Segment Start: The input

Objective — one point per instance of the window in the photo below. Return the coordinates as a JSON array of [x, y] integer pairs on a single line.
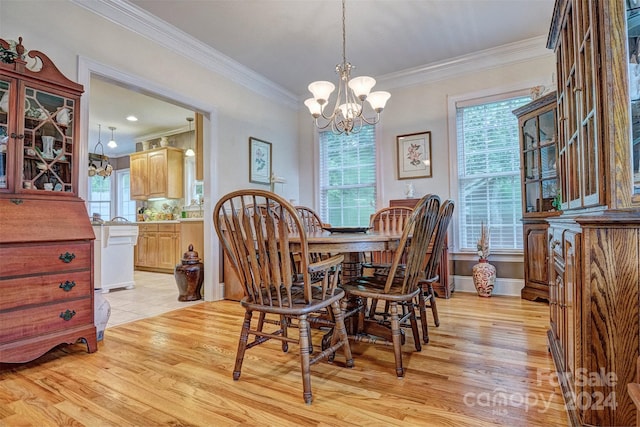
[[125, 207], [348, 177], [489, 172], [100, 196]]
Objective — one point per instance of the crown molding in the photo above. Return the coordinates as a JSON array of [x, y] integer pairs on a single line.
[[494, 57], [135, 19], [131, 17]]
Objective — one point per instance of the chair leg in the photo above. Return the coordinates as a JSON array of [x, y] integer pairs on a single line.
[[434, 308], [423, 317], [341, 331], [414, 324], [304, 358], [396, 338], [284, 324], [242, 344]]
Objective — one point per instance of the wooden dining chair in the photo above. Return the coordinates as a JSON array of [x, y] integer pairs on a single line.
[[310, 219], [398, 292], [389, 219], [256, 241], [427, 296]]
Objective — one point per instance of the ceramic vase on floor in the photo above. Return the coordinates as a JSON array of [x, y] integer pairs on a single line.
[[102, 310], [484, 278]]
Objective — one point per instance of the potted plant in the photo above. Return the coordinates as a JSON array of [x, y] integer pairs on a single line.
[[484, 274]]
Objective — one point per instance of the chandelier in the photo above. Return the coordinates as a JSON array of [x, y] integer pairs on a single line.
[[189, 152], [99, 163], [347, 115]]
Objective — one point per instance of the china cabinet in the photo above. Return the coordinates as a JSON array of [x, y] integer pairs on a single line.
[[595, 242], [538, 160], [157, 173], [46, 272], [445, 286], [158, 247]]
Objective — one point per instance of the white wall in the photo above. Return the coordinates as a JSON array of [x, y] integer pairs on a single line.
[[65, 31], [424, 107]]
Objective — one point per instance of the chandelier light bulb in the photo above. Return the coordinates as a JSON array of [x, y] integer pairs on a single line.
[[112, 142], [189, 152]]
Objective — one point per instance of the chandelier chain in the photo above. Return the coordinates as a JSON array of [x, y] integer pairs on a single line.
[[344, 35], [347, 115]]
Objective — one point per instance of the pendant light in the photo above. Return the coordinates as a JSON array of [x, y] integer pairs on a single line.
[[347, 115], [189, 152], [112, 142]]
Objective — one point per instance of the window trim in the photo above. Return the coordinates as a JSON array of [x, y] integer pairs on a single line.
[[467, 100]]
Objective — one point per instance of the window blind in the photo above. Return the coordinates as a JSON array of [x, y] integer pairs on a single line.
[[489, 189], [348, 177]]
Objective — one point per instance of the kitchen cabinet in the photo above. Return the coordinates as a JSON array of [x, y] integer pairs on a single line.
[[539, 178], [157, 173], [158, 247], [595, 241], [46, 272]]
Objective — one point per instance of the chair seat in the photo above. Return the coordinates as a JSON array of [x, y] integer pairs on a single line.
[[298, 305]]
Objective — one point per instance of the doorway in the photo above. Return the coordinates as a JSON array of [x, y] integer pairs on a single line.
[[90, 71]]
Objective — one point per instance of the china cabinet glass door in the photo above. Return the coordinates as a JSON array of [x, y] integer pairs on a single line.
[[48, 141], [633, 34]]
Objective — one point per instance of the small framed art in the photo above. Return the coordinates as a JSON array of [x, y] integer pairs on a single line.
[[259, 161], [414, 155]]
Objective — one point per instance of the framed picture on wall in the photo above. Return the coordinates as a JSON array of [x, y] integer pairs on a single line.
[[414, 155], [259, 161]]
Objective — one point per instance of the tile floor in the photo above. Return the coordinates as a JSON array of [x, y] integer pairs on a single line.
[[154, 294]]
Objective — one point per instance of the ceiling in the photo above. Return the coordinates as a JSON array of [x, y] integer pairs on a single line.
[[294, 42]]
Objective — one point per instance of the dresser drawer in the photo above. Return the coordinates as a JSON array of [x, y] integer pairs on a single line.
[[22, 260], [22, 324], [555, 242], [44, 289], [146, 228], [168, 228]]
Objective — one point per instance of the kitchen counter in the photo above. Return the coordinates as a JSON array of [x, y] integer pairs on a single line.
[[113, 254]]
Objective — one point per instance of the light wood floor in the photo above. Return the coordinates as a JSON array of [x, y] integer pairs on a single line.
[[487, 364]]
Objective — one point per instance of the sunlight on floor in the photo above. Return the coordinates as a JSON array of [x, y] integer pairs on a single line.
[[154, 294]]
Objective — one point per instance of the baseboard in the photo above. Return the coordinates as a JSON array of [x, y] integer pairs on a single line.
[[510, 287]]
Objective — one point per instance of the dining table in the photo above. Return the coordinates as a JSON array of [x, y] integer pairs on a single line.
[[353, 245]]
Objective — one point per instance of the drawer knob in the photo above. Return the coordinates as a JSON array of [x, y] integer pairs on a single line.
[[67, 257], [67, 315], [67, 286]]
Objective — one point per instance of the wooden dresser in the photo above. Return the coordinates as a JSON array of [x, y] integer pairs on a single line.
[[46, 238], [594, 245], [445, 286], [539, 177]]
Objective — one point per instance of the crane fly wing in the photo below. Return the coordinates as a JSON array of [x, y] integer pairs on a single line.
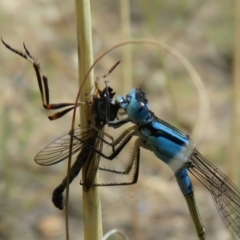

Segment End: The input

Exercise brief
Return the material in full, word for word, and skip the pictures.

Reply to the exercise
Objective — one point per instance of the window in the photo below. Return the coordinates as a JSON array of [x, y] integer pairs on a single line.
[[125, 207], [348, 177], [489, 172], [100, 196]]
Objective — one point per instance of the crown molding in the photo above. Return the coordinates as a JSON array of [x, y] integer pairs on a single line.
[[494, 57], [135, 19], [131, 17]]
Objective — one point per instance of the chair leg in the photo above. Return the coordinates as a JSON array of [x, y] integer pairs on a single line.
[[434, 308], [423, 317], [341, 331], [414, 324], [304, 358], [396, 338], [284, 324], [242, 344]]
Objective — one point per instance of the wooden dining chair in the photo above. Return the coordinates as a JSON array of [x, y] integer pairs on a single line.
[[310, 219], [398, 292], [389, 219], [256, 241], [427, 296]]
Objective — one point per instance of the ceramic vase on floor in the photo above. Return the coordinates as a JSON array of [x, y] integer pairs on a single line.
[[102, 310], [484, 278]]
Objective — one point per instance of the potted plant in the photo above. Return the coordinates as a JSON array of [x, y] integer pairs on a single line.
[[484, 274]]
Objective — one point per instance of the chandelier in the photo above. Return the coordinates as a JSON array of [x, y] integer pairs on a single line.
[[189, 152], [99, 163], [347, 115]]
Objective — one point per instance of the china cabinet in the photo above. Return the coordinates as a JSON array of [x, y] integer pairs on a single line.
[[595, 242], [538, 160], [157, 173], [46, 272], [445, 286], [158, 247]]
Objective — one point per instance of the white wall in the photo above. Return the coordinates as a JSON array of [x, y] integer pairs on a single line.
[[65, 31], [424, 107]]
Objective — one point per instance of the chandelier light bulb in the photo above. Return the coordinates as a JSON array of [x, y] integer pairs on a single line.
[[112, 142], [189, 152]]
Objective — one point per instance of the chandelier chain in the photo above. Return the coordinates as a JSON array of [x, y] integer pairs on a single line.
[[344, 35], [347, 115]]
Objective — one point per instance of the pendant light in the photo above. Return the coordinates as a JSON array of [x, y] integer pairs on a single line.
[[347, 115], [189, 152], [112, 142]]
Objective — one point per instance of the window trim in the photo above. Return the coordinates as a JSON array of [x, y] integer pairs on a single line.
[[467, 100]]
Objective — one point per instance of the window blind in the photo above. Return the coordinates as a JSON array of [x, y] integer pairs on a single line.
[[489, 189], [348, 177]]
Objective — one point per instance of the kitchen cabinet in the photo above. Return the coordinates as a JSON array of [x, y] integer pairs on a single line.
[[539, 178], [157, 173], [158, 247], [595, 241], [46, 272]]
Objective — one point per instance of the chair seat in the photo above. Return the coordinates as a JSON array of [x, y] integer pairs on a single line.
[[298, 305]]
Objective — one point per instance of the doorway in the photo above. Return the coordinates as a JSON array of [x, y] integer pairs on a single line.
[[90, 71]]
Objective — one point per instance of the china cabinet glass door in the photo above. Return the coordinates as a JSON array of [x, y] integer pairs on a single line.
[[48, 141], [633, 34]]
Objective — one point per instance of the small framed art in the photo above. Return the coordinates as a JSON array of [x, y] integer pairs on a single line.
[[259, 161], [414, 155]]
Objective — one point per instance of the framed picture on wall in the photo above. Return the coordinates as a JSON array of [x, y] integer pairs on a single line.
[[414, 155], [259, 161]]
Objective — one point per instance of the tile floor in the photo above. Return the coordinates as a JSON array of [x, y] integer pairs on a single line.
[[154, 294]]
Objective — one point per instance of the ceiling in the photo above. Return the coordinates as a JSON array of [x, y] integer pairs on a single line.
[[294, 42]]
Objective — one point per instance of the dresser drawer in the photo above. Return the coordinates as a JSON array of [x, y] integer pairs on a single line.
[[22, 260], [22, 324], [555, 242], [44, 289], [146, 228], [168, 228]]
Objective — one point per instance of the kitchen counter in the photo above. Return the coordinates as a JSON array of [x, y] integer pairs on a single line.
[[113, 254]]
Objective — one point per instance of the light wood floor in the photo above. Return the coordinates as a JSON array of [x, y] integer pairs on a single line.
[[487, 364]]
Objective — one point per instance of the sunlight on floor in the photo above. Return the coordinates as a JSON array of [x, y] integer pairs on a single line.
[[154, 294]]
Objective — one point per instance of the baseboard in the photo above. Return the coordinates as a JSON array of [x, y] integer pairs on a single line.
[[510, 287]]
Objective — one point per instance of the dining table in the photo above. Return the coordinates as a JSON array of [x, y] integer pairs on a single line.
[[353, 245]]
Objective — one point per instance of the drawer knob in the photo above. Return the coordinates as a JSON array of [x, y] integer pairs on a single line.
[[67, 257], [67, 315], [67, 286]]
Objective — one point per instance of the wooden dresser in the photo above. Return the coordinates as a JSON array of [x, y] integer pairs on a single line.
[[46, 238], [594, 245], [445, 286], [539, 177]]
Objective — one point per instance of the crane fly wing in the photo below. Return the coordinates as a JSON array of [x, y] integer pairs on a single line.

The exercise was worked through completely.